Stated goal: Scale the rows from the line with "target | white wall" through the last row. Write them out again with the request lines included, multiply every point coordinate by 1.4, and round to whole numbers with halves going up.

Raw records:
#####
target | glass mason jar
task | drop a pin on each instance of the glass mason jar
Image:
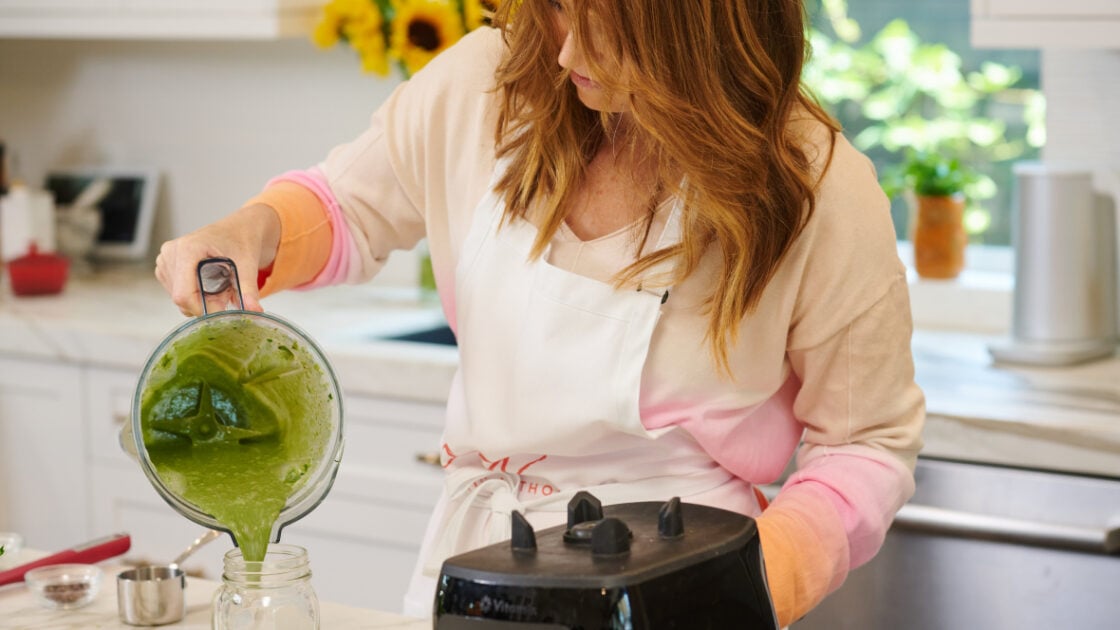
(272, 594)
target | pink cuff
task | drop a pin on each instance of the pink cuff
(342, 246)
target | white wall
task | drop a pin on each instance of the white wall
(220, 119)
(217, 119)
(1082, 92)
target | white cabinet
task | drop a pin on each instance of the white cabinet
(1045, 24)
(158, 19)
(365, 537)
(44, 484)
#####
Answer to the problem:
target | white wall
task | drop a pin on each instance of the white wall
(308, 167)
(304, 167)
(1515, 129)
target | white cabinet
task | drop a pin on each instance of the white cabinet
(1463, 34)
(221, 27)
(511, 752)
(62, 678)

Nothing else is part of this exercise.